══ Data ══
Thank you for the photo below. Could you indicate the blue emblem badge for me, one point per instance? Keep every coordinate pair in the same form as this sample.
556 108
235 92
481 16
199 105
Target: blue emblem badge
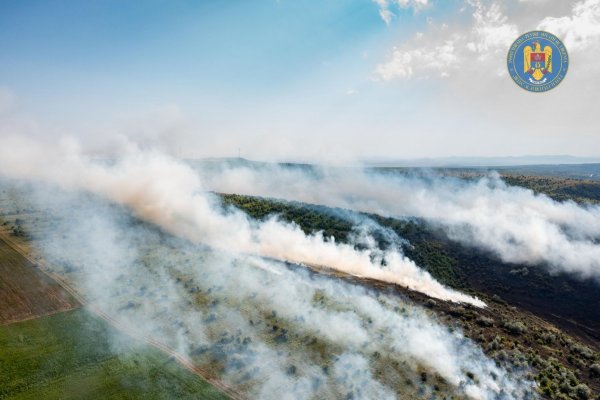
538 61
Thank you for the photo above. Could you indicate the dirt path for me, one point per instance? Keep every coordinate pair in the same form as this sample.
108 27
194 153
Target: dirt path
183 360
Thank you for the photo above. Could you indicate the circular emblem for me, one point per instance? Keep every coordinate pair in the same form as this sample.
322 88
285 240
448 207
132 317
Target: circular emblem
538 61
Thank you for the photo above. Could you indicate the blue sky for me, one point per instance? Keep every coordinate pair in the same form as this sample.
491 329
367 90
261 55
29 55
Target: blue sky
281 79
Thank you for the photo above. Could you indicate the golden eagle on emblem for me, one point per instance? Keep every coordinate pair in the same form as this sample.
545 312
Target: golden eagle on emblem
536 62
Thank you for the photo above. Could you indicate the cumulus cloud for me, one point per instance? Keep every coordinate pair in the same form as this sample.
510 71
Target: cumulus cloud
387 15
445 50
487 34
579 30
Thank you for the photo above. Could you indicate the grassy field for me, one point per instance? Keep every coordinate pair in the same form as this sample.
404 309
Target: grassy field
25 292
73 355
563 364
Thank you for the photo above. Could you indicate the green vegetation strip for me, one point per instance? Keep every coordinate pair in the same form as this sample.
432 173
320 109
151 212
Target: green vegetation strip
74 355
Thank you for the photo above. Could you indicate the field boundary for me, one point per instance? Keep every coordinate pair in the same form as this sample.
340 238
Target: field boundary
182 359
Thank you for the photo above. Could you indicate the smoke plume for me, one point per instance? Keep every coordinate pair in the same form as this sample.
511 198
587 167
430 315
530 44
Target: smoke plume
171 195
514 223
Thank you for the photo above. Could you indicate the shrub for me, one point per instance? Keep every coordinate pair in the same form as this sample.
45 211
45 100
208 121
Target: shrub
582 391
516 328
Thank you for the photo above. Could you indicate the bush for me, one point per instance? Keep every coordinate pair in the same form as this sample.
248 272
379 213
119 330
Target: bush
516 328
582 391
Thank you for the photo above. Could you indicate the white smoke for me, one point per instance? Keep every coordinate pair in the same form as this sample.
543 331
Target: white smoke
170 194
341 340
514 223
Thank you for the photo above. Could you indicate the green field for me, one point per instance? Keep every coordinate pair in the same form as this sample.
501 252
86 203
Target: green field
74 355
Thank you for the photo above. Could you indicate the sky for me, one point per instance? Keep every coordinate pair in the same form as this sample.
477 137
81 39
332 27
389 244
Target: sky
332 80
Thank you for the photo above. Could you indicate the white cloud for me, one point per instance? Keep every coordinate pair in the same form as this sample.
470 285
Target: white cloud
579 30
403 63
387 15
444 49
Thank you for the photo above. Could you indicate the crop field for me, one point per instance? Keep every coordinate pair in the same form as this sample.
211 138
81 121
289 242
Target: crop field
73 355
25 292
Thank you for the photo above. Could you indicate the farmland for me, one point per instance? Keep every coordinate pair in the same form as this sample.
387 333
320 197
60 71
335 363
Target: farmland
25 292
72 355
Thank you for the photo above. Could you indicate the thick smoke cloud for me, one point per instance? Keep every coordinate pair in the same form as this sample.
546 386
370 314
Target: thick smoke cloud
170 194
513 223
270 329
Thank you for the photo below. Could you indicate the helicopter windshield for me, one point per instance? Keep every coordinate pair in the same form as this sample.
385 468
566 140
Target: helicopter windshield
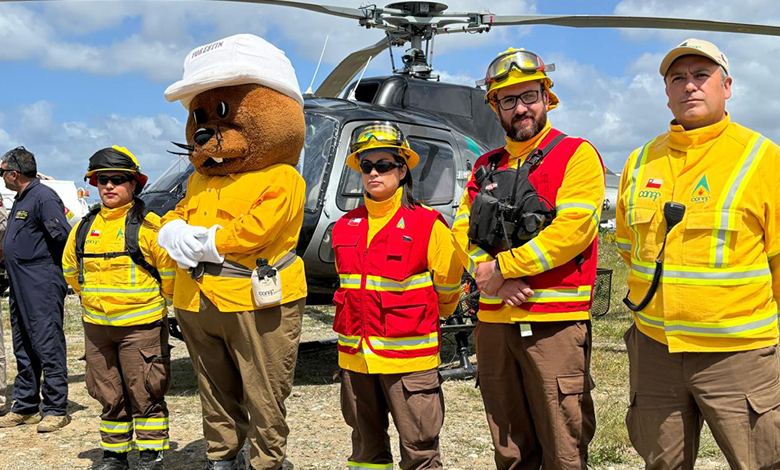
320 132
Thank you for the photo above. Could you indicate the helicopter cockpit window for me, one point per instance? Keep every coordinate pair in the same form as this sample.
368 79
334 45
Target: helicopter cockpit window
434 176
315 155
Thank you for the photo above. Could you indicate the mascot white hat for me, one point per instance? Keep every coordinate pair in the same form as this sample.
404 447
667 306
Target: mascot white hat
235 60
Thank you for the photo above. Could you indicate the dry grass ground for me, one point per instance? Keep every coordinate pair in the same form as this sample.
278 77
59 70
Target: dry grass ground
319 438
═══
▶ [Work item] Every line above that contains the word "below" should be reported.

▶ [Reply]
Thank you for the photo below. Could you indicate the blue emblem badge for me, one point per instance? Keep every coordinate pair in the same form as this sample.
Thank you for the photo below. Could you indicate the helicopter windshield for me, one point per instance? Keep every coordinate pair in the same form as this sample.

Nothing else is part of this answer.